## MATERIAL FOR THIS EXERCISE
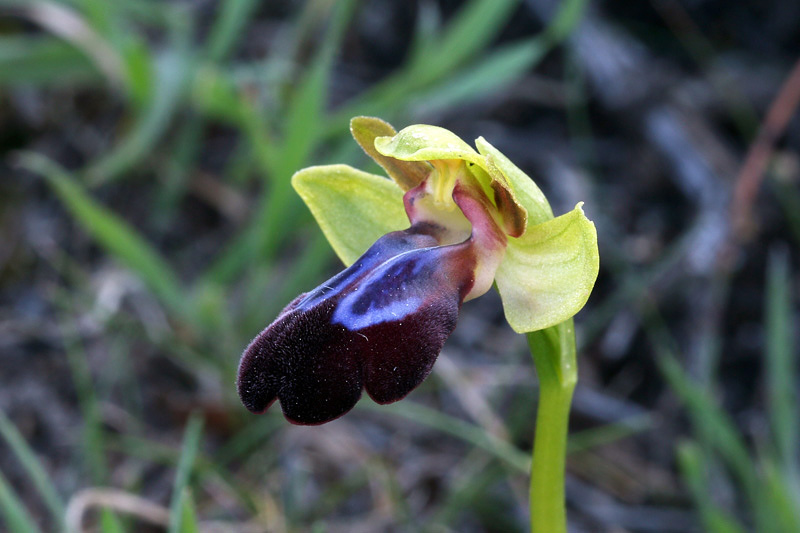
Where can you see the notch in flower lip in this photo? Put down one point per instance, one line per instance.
(450, 222)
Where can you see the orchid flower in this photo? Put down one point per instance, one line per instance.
(449, 223)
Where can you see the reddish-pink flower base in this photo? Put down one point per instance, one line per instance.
(379, 325)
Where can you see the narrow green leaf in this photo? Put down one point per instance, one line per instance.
(228, 27)
(191, 443)
(475, 435)
(150, 125)
(14, 513)
(487, 76)
(30, 463)
(93, 436)
(714, 426)
(29, 60)
(473, 27)
(690, 461)
(189, 523)
(781, 364)
(111, 232)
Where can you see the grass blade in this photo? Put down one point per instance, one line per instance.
(43, 60)
(191, 442)
(781, 366)
(30, 463)
(690, 461)
(172, 71)
(230, 21)
(16, 517)
(112, 233)
(475, 435)
(714, 426)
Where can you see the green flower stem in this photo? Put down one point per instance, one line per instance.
(554, 355)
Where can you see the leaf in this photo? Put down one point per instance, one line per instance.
(33, 468)
(111, 232)
(352, 207)
(407, 174)
(548, 273)
(181, 516)
(14, 513)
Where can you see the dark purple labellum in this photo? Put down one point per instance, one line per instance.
(378, 325)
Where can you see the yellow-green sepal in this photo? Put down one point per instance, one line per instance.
(547, 274)
(353, 208)
(407, 174)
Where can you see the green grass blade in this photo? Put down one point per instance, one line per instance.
(714, 426)
(26, 60)
(264, 235)
(171, 76)
(781, 365)
(782, 498)
(497, 70)
(475, 435)
(690, 462)
(93, 436)
(112, 233)
(191, 442)
(30, 463)
(230, 22)
(13, 511)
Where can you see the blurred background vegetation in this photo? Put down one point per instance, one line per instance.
(148, 231)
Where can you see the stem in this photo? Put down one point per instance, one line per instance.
(553, 352)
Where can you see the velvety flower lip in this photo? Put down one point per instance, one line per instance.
(379, 325)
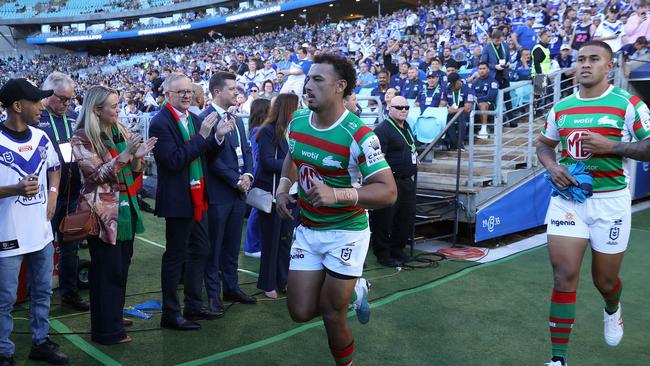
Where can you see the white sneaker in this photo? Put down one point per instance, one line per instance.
(613, 327)
(482, 134)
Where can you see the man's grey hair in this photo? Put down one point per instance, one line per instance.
(56, 80)
(171, 78)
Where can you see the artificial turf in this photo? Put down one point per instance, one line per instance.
(457, 314)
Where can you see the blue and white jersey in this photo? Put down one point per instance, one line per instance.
(24, 227)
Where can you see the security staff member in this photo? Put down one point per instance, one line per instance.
(413, 86)
(391, 227)
(57, 120)
(434, 94)
(485, 90)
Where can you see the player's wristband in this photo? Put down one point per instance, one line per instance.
(348, 196)
(283, 186)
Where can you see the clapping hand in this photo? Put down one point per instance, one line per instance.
(145, 147)
(207, 124)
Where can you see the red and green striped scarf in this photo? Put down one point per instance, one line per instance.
(127, 199)
(197, 181)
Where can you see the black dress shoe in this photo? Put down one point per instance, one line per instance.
(215, 306)
(48, 351)
(240, 297)
(201, 314)
(75, 302)
(179, 323)
(7, 361)
(388, 262)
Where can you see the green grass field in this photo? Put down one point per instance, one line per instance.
(458, 313)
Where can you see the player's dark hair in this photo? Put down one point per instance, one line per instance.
(600, 44)
(218, 80)
(342, 67)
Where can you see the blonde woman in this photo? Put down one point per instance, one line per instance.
(109, 157)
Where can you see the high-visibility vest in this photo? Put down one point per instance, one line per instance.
(546, 62)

## EXERCISE INSTRUCTIONS
Transcribe each record exactly as it appears, but omit every picture.

## REPLY TO THE TASK
Where can you see the notch in flower lip in this photo? Put down one point per instance, one line per instance.
(450, 222)
Where can you see the orchid flower in this photo? Put down one point per instance, one line per instance.
(449, 223)
Where can you see the reddish-pink flower base in this photo? Put down one point per instance, one line per instance.
(379, 325)
Where can you see the narrow green leaf in this photo? Put down one point per instance, one line per instance.
(228, 27)
(191, 443)
(475, 435)
(150, 125)
(14, 513)
(487, 76)
(30, 463)
(93, 436)
(714, 426)
(29, 60)
(473, 27)
(690, 461)
(189, 523)
(781, 364)
(111, 232)
Where can you see the grass blade in this photo? Put down one point per instance, one line per instance.
(43, 60)
(191, 442)
(781, 366)
(30, 463)
(690, 461)
(172, 71)
(230, 21)
(16, 517)
(112, 233)
(475, 435)
(714, 426)
Where can you see the green flower stem in this photo? Put down one point per instance, one line per instance.
(554, 355)
Where can you see the leaf in this photo? Put down one point per instance, one line per instance.
(33, 468)
(111, 232)
(352, 207)
(407, 174)
(548, 273)
(181, 516)
(14, 513)
Where can you see the dark purple labellum in this photo? Put down one point per instance, one line per instance.
(378, 325)
Where can you see the yellow-green sepal in this photo? Put down one point per instance, one line per instance.
(547, 274)
(353, 208)
(407, 174)
Where can you see the green grass blade in this photo? Put down one point per instance, one line per instance.
(714, 426)
(26, 60)
(264, 235)
(171, 76)
(781, 365)
(782, 498)
(497, 70)
(475, 435)
(690, 462)
(93, 436)
(112, 233)
(191, 442)
(30, 463)
(230, 22)
(13, 511)
Where can you see the blurred background vegetation in this photo? Put down one point per instance, one line per instance.
(148, 231)
Where can you see the stem in this photo? Put down one point per instance, one line per instance.
(553, 352)
Where can you see the velvety flower lip in this photo? Put down one point per instance, one line per instance.
(379, 325)
Where can you see the white sneaker in this photo? Put down one point per instance, one line per instance.
(613, 327)
(482, 134)
Where can you see the man's grey hair in this photo? Put down one point per instance, one line per instance.
(56, 80)
(171, 78)
Where can you see the artificial turf in this photo? Put down one point per instance, one line per instance.
(457, 314)
Where can you see the blue and white jersey in this photo? Put down one point per instance, one line per instance.
(24, 227)
Where can you see the security staff member in this photo? Put down one point per instance, one line per instance.
(413, 86)
(391, 227)
(57, 120)
(434, 94)
(485, 90)
Where can you see the player's wristband in this photo? Put down one point per instance, one line per instance.
(348, 196)
(283, 186)
Where can you see the clapping hand in this photo? Put down one point per instance, one line per instance.
(145, 147)
(207, 124)
Where can you see the red and green striped scarf in this photo? Put down one point per instance, one line per instance.
(127, 199)
(197, 181)
Where can you see the black dress shoe in this photo? Put down one point per instance, one line per instance.
(215, 306)
(48, 351)
(240, 297)
(201, 314)
(75, 302)
(179, 323)
(7, 361)
(388, 262)
Where can you see the green grass field in this photo? Put down one point per instance, one line per instance.
(458, 313)
Where can you see the player's dark hair in this photo? Put down one point per instance, one line per instance.
(600, 44)
(218, 80)
(342, 67)
Where can you see the blonde woman in this photo? Put down one point per instance, one line per instance.
(109, 157)
Where can you see the high-visibility vest in this photo? Put down one point per instance, one line per instance.
(546, 62)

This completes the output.